[AIM OF THE TASK]:
Scale the lines from the start through the line with "[562,108,593,123]", both included, by writing them all out again with their requests and multiplying every bounding-box coordinate in the answers by 2.3, rounded to whole numbers with halves rounded up. Leave out the pictures.

** begin MATERIAL FOR THIS TASK **

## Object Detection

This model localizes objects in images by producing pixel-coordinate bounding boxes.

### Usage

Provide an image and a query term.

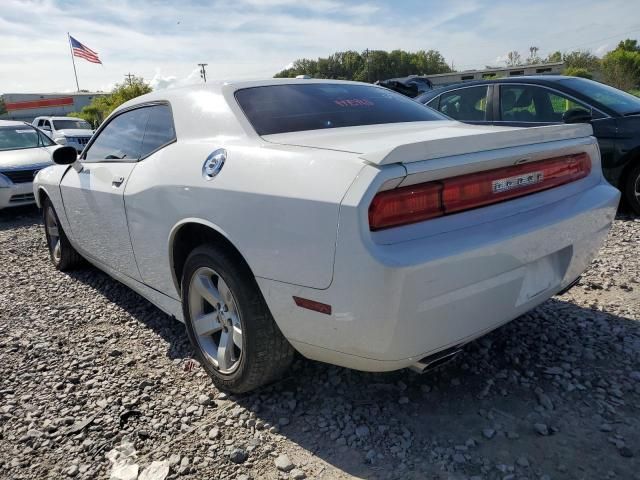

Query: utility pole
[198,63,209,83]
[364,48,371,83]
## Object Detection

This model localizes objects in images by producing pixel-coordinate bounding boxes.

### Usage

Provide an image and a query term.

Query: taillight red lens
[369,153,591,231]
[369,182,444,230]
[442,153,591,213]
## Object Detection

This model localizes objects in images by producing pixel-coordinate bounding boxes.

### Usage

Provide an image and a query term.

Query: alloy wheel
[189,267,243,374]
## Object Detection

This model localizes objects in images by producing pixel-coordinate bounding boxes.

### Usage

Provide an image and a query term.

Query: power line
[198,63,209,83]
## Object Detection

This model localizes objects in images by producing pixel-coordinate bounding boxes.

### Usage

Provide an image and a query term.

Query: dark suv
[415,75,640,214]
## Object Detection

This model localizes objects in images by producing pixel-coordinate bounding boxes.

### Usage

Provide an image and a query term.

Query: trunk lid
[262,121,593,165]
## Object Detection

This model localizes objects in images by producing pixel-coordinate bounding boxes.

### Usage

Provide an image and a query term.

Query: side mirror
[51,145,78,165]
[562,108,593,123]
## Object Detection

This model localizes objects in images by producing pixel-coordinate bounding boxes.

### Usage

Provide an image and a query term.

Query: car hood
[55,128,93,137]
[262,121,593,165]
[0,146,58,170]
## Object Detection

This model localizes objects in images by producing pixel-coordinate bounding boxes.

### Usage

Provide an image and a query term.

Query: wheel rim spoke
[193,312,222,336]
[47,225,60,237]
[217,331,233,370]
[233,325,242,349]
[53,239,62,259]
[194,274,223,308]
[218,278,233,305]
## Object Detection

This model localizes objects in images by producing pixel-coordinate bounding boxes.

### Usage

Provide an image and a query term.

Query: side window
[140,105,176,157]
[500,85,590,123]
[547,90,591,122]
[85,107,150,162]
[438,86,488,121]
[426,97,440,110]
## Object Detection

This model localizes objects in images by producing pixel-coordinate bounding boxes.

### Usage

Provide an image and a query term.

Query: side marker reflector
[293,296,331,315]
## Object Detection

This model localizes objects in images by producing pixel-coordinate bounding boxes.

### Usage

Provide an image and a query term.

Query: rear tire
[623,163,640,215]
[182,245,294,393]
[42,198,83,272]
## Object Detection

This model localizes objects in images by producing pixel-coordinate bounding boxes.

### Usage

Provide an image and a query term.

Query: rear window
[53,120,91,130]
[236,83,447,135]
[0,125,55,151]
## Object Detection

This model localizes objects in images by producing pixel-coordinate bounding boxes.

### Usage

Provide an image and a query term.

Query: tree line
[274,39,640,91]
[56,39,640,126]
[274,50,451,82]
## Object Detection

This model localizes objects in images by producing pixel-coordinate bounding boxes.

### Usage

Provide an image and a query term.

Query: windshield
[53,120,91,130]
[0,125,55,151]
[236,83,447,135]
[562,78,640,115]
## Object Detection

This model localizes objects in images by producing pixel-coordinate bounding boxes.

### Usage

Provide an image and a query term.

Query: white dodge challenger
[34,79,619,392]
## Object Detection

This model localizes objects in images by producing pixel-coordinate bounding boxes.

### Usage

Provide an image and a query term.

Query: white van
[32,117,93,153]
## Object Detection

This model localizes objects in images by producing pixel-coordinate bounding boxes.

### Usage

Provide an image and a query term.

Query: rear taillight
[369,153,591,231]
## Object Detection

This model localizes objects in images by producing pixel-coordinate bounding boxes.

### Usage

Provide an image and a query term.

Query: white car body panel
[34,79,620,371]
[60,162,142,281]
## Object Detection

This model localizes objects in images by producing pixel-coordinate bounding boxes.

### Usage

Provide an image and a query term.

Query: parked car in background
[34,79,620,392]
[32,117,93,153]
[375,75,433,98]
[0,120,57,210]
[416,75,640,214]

** end MATERIAL FOR THIS TASK **

[SOLUTION]:
## Object Detection

This model localizes objects in images by producing pixel-coordinate bounding boxes.

### Usage

Provide an image and a query term.


Query: utility pole
[455,145,481,191]
[837,110,853,191]
## Object Detection

This model localizes objects in images by producing pixel-coordinate bounding boxes.

### Usage

Provide an image and a query term.

Query: taillight red lens
[849,352,1359,531]
[849,419,1021,529]
[1017,352,1359,490]
## Object Detection

This model localizes objects in images by producing pixel-coordinate bounding boxes.

### Usage

Provide an image and a query term.

Query: alloy wheel
[435,614,559,860]
## Object Detection

This model localizes objects in images by producing pixel-coordinate bounding boxes.

### Usage

Provide an image and a query term.

Query: power line
[455,145,481,191]
## Object Detection

This model localizes objects in images by producing pixel-coordinate bounding boxes.

### Usage

Provide an image and a query term.

Query: dark suv
[955,173,1472,492]
## Object Detection

This model localizes objects in images by producing pixel-coordinate bounding boxes.

### Usage

Provide an image and a query term.

Query: trunk lid
[603,278,1364,380]
## Object Detection

This model localizes objects in images by producing pixel-coordinate bounding boxes.

### Usage

Provide an image and a query term.

Query: side mirror
[117,334,179,380]
[1293,248,1364,283]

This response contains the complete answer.